** START OF Exercise material **

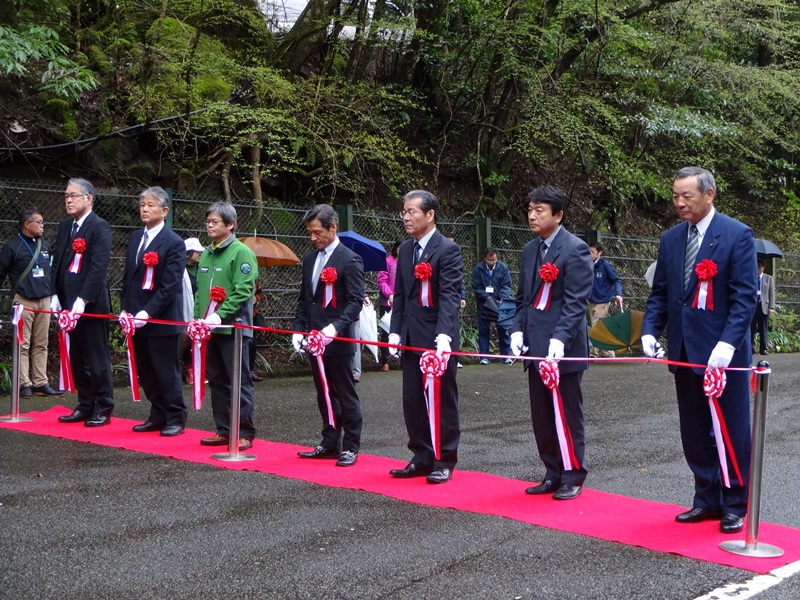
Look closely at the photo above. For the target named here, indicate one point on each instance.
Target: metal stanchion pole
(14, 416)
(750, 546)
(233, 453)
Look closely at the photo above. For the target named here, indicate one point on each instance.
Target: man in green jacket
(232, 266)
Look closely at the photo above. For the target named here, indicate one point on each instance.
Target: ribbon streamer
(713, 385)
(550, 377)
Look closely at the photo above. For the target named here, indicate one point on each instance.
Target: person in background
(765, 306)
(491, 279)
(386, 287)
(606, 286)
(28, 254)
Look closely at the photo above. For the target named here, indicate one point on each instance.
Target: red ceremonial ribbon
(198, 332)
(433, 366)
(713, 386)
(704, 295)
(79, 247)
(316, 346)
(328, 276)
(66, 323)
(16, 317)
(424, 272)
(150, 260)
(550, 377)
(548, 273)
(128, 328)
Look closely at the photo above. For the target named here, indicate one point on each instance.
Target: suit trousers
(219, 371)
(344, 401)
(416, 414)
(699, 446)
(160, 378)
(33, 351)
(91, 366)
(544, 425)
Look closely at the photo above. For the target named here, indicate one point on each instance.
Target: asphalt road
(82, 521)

** END OF Exercise material **

- Task instructions:
Can you lay out every line of the entries above as a Markdown table with the columns "Row" and "Line," numbering each row and omitting blank lines? Keep the pictures out of the table.

- Output for this task:
| Row | Line |
|---|---|
| 1 | Look closely at the photo above. For the target named here, indicate one point on each instance. |
| 2 | Target: metal stanchion pole |
| 3 | (14, 416) |
| 4 | (750, 546) |
| 5 | (233, 453) |
| 6 | Look closely at the photo above. For the target named here, indicate one point on each instance. |
| 7 | Target: man in green jacket |
| 8 | (232, 266) |
| 9 | Look closely at the photo above. For the target named here, indicate one point on each instance. |
| 10 | Target: ribbon streamer |
| 11 | (713, 385) |
| 12 | (550, 377) |
| 13 | Look closely at the photo above. For the target named here, indicate one point on each instance. |
| 14 | Target: person in background |
| 15 | (765, 306) |
| 16 | (491, 279) |
| 17 | (386, 287) |
| 18 | (606, 286) |
| 19 | (28, 254) |
| 20 | Look closely at the photo above. For the target named here, indicate one point on each instance. |
| 21 | Target: red ceremonial ribbon |
| 22 | (198, 332) |
| 23 | (433, 366) |
| 24 | (713, 386) |
| 25 | (704, 295) |
| 26 | (79, 247) |
| 27 | (316, 346) |
| 28 | (328, 276) |
| 29 | (66, 323) |
| 30 | (16, 317) |
| 31 | (424, 272) |
| 32 | (150, 260) |
| 33 | (550, 377) |
| 34 | (548, 273) |
| 35 | (128, 328) |
| 36 | Look closely at the photo above. For the target named here, indicate one point on each instance. |
| 37 | Target: suit trousers |
| 38 | (219, 371) |
| 39 | (344, 401) |
| 40 | (416, 414) |
| 41 | (699, 446) |
| 42 | (160, 378) |
| 43 | (33, 351) |
| 44 | (91, 366) |
| 45 | (544, 425) |
| 46 | Look closely at the photo above. For the target named here, indicate one point on each instance. |
| 47 | Target: asphalt road |
| 48 | (82, 521) |